# [About this task]
Find and copy each line of the data that includes "below".

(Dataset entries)
++++++

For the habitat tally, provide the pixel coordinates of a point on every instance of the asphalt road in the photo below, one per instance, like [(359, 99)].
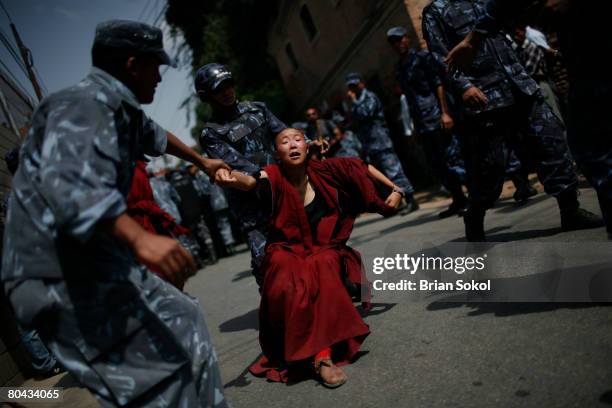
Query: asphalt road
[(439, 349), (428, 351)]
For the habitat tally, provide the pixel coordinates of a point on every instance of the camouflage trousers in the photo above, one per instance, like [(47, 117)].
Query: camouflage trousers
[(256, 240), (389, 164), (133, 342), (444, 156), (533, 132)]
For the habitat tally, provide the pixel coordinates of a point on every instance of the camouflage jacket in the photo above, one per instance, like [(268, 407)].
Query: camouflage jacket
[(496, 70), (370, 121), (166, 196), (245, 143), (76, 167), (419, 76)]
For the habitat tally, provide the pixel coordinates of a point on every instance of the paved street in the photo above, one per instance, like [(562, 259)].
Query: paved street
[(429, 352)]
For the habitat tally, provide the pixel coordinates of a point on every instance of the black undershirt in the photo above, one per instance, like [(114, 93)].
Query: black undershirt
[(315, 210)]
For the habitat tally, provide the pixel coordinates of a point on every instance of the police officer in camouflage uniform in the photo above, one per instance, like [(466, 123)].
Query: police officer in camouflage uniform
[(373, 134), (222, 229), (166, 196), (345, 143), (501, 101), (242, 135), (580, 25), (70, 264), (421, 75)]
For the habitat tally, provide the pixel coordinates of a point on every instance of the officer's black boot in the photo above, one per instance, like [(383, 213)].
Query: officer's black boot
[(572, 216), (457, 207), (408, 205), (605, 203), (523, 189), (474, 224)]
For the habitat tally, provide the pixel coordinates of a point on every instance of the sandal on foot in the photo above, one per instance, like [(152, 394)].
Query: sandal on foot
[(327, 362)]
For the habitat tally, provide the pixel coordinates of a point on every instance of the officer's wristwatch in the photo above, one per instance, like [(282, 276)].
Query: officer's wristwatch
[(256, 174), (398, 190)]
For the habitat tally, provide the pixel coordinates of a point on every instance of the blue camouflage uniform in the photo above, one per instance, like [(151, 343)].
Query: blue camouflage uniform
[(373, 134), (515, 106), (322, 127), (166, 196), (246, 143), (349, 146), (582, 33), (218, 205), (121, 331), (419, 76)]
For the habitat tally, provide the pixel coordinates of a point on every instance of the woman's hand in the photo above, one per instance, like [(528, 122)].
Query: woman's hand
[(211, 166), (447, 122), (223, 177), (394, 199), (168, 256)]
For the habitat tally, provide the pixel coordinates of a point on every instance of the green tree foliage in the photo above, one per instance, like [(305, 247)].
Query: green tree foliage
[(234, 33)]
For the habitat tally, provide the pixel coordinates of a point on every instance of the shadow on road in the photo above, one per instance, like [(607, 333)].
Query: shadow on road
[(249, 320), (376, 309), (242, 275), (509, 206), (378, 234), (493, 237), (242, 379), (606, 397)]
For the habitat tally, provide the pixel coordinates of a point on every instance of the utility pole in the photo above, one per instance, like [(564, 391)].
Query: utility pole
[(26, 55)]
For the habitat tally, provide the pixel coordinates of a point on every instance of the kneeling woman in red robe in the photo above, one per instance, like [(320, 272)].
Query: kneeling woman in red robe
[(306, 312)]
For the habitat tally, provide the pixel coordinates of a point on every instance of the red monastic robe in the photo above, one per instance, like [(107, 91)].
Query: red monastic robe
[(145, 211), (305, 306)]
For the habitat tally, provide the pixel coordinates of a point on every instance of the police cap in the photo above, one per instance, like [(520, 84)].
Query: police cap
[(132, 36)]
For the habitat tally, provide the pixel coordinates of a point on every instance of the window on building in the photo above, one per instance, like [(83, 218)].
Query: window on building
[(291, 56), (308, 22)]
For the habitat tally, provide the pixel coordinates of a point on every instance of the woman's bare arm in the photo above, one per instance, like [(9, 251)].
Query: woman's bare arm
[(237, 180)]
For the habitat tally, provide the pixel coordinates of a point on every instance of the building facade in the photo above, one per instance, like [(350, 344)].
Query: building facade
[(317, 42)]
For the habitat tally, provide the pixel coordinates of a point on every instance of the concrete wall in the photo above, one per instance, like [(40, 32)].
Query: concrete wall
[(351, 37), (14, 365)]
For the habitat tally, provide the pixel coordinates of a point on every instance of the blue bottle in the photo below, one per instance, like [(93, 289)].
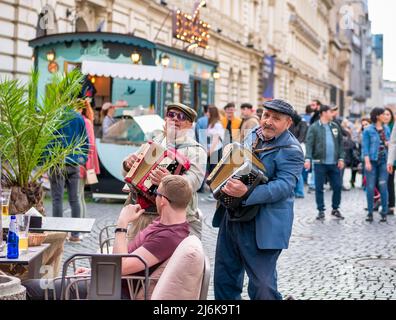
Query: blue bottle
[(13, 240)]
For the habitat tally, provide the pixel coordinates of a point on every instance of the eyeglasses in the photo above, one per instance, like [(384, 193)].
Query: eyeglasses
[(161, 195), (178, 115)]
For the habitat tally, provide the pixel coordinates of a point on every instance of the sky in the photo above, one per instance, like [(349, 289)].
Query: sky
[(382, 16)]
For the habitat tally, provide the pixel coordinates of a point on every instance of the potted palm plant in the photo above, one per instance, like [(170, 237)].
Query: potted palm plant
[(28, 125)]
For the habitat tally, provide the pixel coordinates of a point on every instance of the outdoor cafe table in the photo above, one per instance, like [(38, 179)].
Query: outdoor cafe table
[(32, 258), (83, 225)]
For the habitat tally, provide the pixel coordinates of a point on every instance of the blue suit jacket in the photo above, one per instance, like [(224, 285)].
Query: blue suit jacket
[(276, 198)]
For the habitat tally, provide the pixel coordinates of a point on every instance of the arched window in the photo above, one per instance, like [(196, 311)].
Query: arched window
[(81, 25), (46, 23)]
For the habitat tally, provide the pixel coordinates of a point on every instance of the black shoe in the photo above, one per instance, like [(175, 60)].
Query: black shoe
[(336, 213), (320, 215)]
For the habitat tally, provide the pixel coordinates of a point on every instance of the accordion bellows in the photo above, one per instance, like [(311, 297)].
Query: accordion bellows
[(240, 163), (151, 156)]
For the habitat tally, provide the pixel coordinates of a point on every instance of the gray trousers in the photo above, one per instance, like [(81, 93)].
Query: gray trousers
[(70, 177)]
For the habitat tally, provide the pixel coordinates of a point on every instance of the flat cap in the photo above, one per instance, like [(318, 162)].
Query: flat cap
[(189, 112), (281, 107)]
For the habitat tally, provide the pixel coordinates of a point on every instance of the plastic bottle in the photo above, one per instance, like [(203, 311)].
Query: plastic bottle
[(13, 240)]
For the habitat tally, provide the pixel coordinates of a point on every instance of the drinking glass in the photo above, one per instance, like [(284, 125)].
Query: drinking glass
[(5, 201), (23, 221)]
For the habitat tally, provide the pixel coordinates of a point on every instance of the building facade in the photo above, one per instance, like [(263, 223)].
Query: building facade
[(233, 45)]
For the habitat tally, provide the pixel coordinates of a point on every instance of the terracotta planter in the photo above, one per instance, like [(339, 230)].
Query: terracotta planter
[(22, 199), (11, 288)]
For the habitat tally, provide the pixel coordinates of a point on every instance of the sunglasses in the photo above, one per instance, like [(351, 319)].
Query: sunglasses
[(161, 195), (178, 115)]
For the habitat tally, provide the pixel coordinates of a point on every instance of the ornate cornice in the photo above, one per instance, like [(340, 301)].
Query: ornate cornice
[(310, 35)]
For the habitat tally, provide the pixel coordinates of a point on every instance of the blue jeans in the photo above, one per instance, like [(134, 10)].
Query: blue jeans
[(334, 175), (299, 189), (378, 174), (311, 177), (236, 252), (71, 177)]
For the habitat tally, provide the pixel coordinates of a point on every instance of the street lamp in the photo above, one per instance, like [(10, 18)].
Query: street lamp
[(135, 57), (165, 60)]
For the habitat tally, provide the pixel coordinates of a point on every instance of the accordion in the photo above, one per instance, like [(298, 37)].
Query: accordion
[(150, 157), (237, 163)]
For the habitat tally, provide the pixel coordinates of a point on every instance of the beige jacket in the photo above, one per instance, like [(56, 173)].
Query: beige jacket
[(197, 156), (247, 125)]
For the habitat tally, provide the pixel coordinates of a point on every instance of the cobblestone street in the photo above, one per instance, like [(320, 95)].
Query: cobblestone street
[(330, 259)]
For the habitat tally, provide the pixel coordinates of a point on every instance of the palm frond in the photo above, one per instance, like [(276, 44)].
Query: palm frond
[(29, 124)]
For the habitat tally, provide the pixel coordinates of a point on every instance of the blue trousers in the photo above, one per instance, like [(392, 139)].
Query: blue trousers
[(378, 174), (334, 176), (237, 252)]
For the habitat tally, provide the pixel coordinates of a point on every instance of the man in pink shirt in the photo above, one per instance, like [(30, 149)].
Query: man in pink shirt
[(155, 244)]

++++++

# [Answer area]
For the habitat tally, provide the pixel coordinates of a point on every instance of the asphalt road in the photo below, one per instance, like [(359, 99)].
For the habitat tally, provide the pixel coordinates of a point on every instance of the blue bottle in the photo below, one per instance, like [(93, 289)].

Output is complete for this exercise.